- INSTRUCTIONS TO FOLLOW -
Transcribe the part of the records that opens with the line containing "segment --target valley" and closes with the line containing "172 L 258 172", keeping every character the same and including both of those lines.

-------- RECORDS FOR THIS TASK --------

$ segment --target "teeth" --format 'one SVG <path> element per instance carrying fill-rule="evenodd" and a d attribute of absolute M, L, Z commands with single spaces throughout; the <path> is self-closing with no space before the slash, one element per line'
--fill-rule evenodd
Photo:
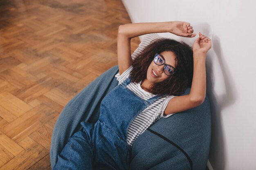
<path fill-rule="evenodd" d="M 152 70 L 152 71 L 153 72 L 153 73 L 157 77 L 158 77 L 157 76 L 157 74 L 155 73 L 155 71 L 154 71 L 154 70 Z"/>

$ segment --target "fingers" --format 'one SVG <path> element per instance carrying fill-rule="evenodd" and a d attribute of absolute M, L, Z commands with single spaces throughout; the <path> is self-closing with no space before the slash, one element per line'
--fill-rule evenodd
<path fill-rule="evenodd" d="M 202 34 L 202 33 L 200 32 L 199 33 L 199 38 L 200 38 L 199 42 L 208 42 L 211 41 L 210 38 Z"/>
<path fill-rule="evenodd" d="M 187 27 L 188 29 L 188 33 L 193 33 L 194 32 L 194 30 L 193 29 L 193 27 L 192 26 L 189 26 Z"/>
<path fill-rule="evenodd" d="M 187 33 L 186 35 L 186 36 L 184 36 L 184 37 L 192 38 L 193 37 L 195 36 L 195 35 L 196 35 L 196 33 L 191 34 L 190 33 Z"/>

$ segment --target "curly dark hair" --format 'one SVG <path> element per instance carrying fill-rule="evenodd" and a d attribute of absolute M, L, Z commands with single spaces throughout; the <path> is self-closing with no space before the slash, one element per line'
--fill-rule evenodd
<path fill-rule="evenodd" d="M 149 90 L 155 95 L 180 95 L 186 88 L 191 87 L 193 68 L 191 48 L 182 42 L 168 38 L 152 41 L 133 61 L 130 73 L 131 81 L 138 83 L 145 79 L 148 68 L 155 54 L 165 51 L 172 51 L 176 55 L 176 72 L 163 82 L 150 85 Z"/>

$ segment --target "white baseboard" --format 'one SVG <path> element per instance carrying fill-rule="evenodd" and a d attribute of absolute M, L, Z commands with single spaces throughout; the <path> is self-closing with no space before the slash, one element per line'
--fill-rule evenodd
<path fill-rule="evenodd" d="M 207 161 L 207 167 L 208 168 L 209 170 L 213 170 L 213 168 L 212 168 L 210 161 L 208 160 Z"/>

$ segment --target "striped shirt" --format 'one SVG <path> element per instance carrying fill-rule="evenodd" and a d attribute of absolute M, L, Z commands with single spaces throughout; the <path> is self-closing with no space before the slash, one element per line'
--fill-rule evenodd
<path fill-rule="evenodd" d="M 130 76 L 132 70 L 132 66 L 126 70 L 120 76 L 119 73 L 115 75 L 119 81 L 119 84 L 121 84 Z M 140 86 L 141 82 L 131 83 L 127 87 L 140 98 L 147 100 L 155 96 L 143 89 Z M 132 146 L 135 140 L 144 132 L 150 125 L 158 121 L 161 117 L 168 117 L 171 115 L 164 115 L 164 111 L 168 102 L 174 96 L 164 96 L 156 100 L 150 106 L 140 113 L 133 120 L 128 128 L 127 143 Z"/>

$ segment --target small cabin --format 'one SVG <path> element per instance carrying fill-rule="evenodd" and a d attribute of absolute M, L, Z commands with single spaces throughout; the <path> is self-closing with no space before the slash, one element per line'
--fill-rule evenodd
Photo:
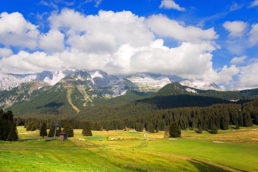
<path fill-rule="evenodd" d="M 68 135 L 65 132 L 62 132 L 59 133 L 59 140 L 61 141 L 65 141 L 68 140 Z"/>

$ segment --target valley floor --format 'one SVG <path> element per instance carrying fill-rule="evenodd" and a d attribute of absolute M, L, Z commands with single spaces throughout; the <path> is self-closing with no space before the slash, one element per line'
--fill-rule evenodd
<path fill-rule="evenodd" d="M 0 172 L 258 172 L 258 126 L 217 135 L 183 131 L 176 139 L 134 130 L 84 137 L 75 129 L 65 142 L 18 128 L 19 142 L 0 142 Z"/>

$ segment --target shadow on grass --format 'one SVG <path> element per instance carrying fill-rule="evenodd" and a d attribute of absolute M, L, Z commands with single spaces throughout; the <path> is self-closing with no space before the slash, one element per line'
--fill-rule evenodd
<path fill-rule="evenodd" d="M 191 164 L 194 166 L 200 172 L 230 172 L 220 167 L 215 166 L 211 164 L 204 163 L 203 162 L 188 161 Z"/>

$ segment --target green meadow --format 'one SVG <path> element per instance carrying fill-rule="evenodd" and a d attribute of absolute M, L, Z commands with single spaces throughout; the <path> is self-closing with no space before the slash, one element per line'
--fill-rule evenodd
<path fill-rule="evenodd" d="M 19 142 L 0 142 L 0 172 L 258 171 L 258 126 L 217 135 L 182 131 L 176 139 L 132 130 L 85 137 L 75 129 L 64 142 L 18 129 Z"/>

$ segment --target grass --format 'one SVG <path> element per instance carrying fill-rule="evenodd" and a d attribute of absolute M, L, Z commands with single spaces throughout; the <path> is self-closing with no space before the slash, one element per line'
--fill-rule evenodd
<path fill-rule="evenodd" d="M 145 132 L 133 130 L 93 131 L 87 137 L 76 129 L 66 142 L 37 141 L 38 131 L 18 129 L 20 142 L 0 142 L 1 172 L 258 171 L 257 126 L 217 135 L 182 131 L 177 140 L 161 132 L 146 140 Z"/>

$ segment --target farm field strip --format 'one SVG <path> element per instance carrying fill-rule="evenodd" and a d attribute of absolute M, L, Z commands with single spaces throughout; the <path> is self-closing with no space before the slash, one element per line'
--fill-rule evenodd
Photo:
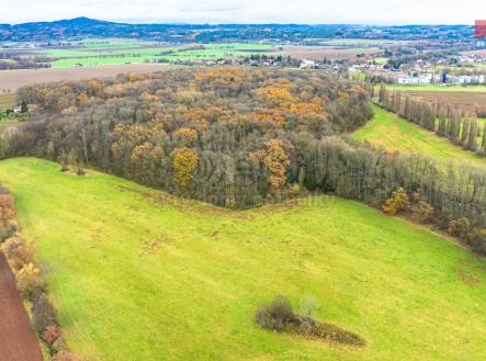
<path fill-rule="evenodd" d="M 417 124 L 373 105 L 374 116 L 353 136 L 368 140 L 387 151 L 418 153 L 440 161 L 467 161 L 486 166 L 486 158 L 452 144 L 449 139 L 428 132 Z"/>
<path fill-rule="evenodd" d="M 21 87 L 34 83 L 60 80 L 80 80 L 84 78 L 106 78 L 114 77 L 118 74 L 145 74 L 179 68 L 181 68 L 181 66 L 170 64 L 124 64 L 79 68 L 2 70 L 0 71 L 0 87 L 1 89 L 16 90 Z"/>

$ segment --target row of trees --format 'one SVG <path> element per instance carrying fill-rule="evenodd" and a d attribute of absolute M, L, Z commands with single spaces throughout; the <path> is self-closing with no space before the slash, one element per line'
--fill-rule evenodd
<path fill-rule="evenodd" d="M 465 149 L 486 156 L 486 125 L 481 126 L 474 114 L 467 116 L 450 104 L 431 103 L 400 91 L 388 91 L 384 84 L 380 88 L 378 103 Z"/>

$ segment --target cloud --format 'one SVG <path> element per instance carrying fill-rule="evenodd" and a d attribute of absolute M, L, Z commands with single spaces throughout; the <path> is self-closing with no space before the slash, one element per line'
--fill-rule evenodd
<path fill-rule="evenodd" d="M 485 0 L 2 0 L 0 22 L 89 16 L 190 23 L 462 23 L 486 18 Z"/>

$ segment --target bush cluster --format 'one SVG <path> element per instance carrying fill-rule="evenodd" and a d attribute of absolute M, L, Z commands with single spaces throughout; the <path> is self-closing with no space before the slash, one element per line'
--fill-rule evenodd
<path fill-rule="evenodd" d="M 366 345 L 359 335 L 337 325 L 316 320 L 309 316 L 301 316 L 292 309 L 290 301 L 283 296 L 276 297 L 268 305 L 262 305 L 257 311 L 255 319 L 261 328 L 276 332 L 298 335 L 354 347 Z"/>

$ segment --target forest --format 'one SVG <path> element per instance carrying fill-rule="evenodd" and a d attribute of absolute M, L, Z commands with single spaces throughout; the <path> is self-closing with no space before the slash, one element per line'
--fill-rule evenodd
<path fill-rule="evenodd" d="M 486 253 L 486 170 L 387 154 L 347 134 L 371 88 L 316 71 L 214 68 L 25 87 L 32 120 L 0 156 L 89 165 L 233 208 L 314 192 L 431 223 Z"/>

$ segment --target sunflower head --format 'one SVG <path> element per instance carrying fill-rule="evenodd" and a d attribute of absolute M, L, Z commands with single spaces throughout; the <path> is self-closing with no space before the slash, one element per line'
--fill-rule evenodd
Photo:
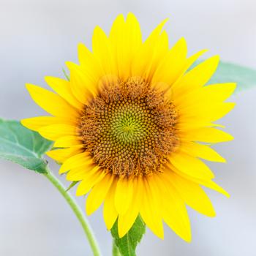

--------

- CORRECT ANSWER -
$ segment --target valley floor --format 'one SVG <path> element per instance carrying fill-rule="evenodd" and a d attribute of absolute M, L, Z commands with single spaces throughout; the <path> is self-closing with no space before the slash, one element per line'
--fill-rule evenodd
<path fill-rule="evenodd" d="M 0 172 L 258 172 L 258 126 L 217 135 L 183 131 L 176 139 L 134 130 L 84 137 L 75 129 L 65 142 L 18 128 L 19 142 L 0 142 Z"/>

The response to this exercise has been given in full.